● YOUR OBJECTIVE:
Each entry below must be repeated word for word.

● THE INPUT:
==========

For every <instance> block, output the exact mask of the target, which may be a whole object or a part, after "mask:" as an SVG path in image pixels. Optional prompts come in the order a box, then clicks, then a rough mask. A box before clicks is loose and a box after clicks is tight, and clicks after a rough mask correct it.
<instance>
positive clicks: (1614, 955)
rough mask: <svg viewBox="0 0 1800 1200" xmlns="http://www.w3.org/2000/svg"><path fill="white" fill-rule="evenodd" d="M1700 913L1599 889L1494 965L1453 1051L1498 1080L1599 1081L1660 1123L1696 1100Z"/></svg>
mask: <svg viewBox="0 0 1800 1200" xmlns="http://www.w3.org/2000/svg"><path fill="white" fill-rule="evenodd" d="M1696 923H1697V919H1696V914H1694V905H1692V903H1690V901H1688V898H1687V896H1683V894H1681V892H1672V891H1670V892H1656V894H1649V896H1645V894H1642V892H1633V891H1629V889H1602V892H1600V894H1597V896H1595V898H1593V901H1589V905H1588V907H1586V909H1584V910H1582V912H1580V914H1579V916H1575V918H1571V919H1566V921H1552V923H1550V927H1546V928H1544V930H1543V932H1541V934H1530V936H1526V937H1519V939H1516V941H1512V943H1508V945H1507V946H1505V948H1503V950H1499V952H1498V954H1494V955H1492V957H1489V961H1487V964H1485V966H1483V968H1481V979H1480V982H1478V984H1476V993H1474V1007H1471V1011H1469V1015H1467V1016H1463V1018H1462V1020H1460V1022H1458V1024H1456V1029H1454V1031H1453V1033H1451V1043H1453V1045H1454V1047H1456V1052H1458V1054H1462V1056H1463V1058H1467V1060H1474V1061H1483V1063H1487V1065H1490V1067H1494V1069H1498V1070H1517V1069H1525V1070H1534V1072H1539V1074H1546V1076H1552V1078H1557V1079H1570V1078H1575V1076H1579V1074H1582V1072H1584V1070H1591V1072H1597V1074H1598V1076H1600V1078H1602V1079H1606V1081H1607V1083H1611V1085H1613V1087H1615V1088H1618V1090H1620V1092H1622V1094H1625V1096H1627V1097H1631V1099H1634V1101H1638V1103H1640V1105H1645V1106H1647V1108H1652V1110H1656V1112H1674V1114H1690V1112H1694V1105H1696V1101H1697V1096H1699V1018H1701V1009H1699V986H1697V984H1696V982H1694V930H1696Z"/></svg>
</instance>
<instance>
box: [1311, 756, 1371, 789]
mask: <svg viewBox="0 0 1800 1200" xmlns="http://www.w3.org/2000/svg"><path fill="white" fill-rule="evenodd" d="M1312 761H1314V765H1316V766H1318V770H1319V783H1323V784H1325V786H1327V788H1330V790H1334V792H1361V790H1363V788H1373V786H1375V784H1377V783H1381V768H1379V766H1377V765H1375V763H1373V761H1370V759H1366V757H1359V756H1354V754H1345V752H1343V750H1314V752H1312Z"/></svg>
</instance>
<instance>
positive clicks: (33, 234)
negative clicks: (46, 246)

==========

● SOLUTION TO THE EXERCISE:
For every <instance> block, output the exact mask of the target, which may be a whole object or a part, after "mask:" as an SVG path in image pixels. Optional prompts come in the order a box, then clicks, then a rough mask. A box before clicks is loose and a box after clicks is tight, and clicks after a rough mask correct it.
<instance>
positive clicks: (1614, 955)
rough mask: <svg viewBox="0 0 1800 1200" xmlns="http://www.w3.org/2000/svg"><path fill="white" fill-rule="evenodd" d="M1700 913L1599 889L1494 965L1453 1051L1498 1080L1599 1081L1660 1123L1696 1100Z"/></svg>
mask: <svg viewBox="0 0 1800 1200" xmlns="http://www.w3.org/2000/svg"><path fill="white" fill-rule="evenodd" d="M1696 923H1697V919H1696V914H1694V905H1692V903H1690V901H1688V898H1687V896H1683V894H1681V892H1672V891H1670V892H1656V894H1649V896H1645V894H1642V892H1633V891H1629V889H1602V892H1600V894H1597V896H1595V898H1593V901H1589V905H1588V907H1586V909H1584V910H1582V912H1580V914H1579V916H1575V918H1571V919H1566V921H1552V923H1550V927H1546V928H1544V930H1543V932H1541V934H1530V936H1526V937H1519V939H1516V941H1512V943H1508V945H1507V946H1505V948H1503V950H1499V952H1498V954H1494V955H1492V957H1489V961H1487V964H1485V966H1483V968H1481V979H1480V982H1478V984H1476V993H1474V1007H1471V1011H1469V1015H1467V1016H1463V1018H1462V1020H1460V1022H1458V1024H1456V1029H1454V1031H1453V1033H1451V1043H1453V1045H1454V1047H1456V1052H1458V1054H1462V1056H1463V1058H1467V1060H1474V1061H1483V1063H1487V1065H1490V1067H1494V1069H1498V1070H1517V1069H1525V1070H1534V1072H1539V1074H1546V1076H1552V1078H1557V1079H1570V1078H1575V1076H1579V1074H1582V1072H1584V1070H1591V1072H1597V1074H1598V1076H1600V1078H1602V1079H1606V1081H1607V1083H1611V1085H1613V1087H1615V1088H1618V1090H1620V1092H1622V1094H1625V1096H1627V1097H1631V1099H1634V1101H1638V1103H1640V1105H1645V1106H1647V1108H1652V1110H1656V1112H1674V1114H1690V1112H1694V1105H1696V1101H1697V1096H1699V1018H1701V1009H1699V986H1697V984H1696V982H1694V930H1696Z"/></svg>
</instance>
<instance>
box: [1311, 756, 1371, 789]
mask: <svg viewBox="0 0 1800 1200" xmlns="http://www.w3.org/2000/svg"><path fill="white" fill-rule="evenodd" d="M1312 761H1314V765H1316V766H1318V770H1319V783H1323V784H1325V786H1327V788H1330V790H1334V792H1361V790H1363V788H1373V786H1375V784H1377V783H1381V768H1379V766H1377V765H1375V763H1373V761H1370V759H1366V757H1359V756H1354V754H1345V752H1343V750H1314V752H1312Z"/></svg>
</instance>
<instance>
positive clicks: (33, 234)
negative clicks: (46, 246)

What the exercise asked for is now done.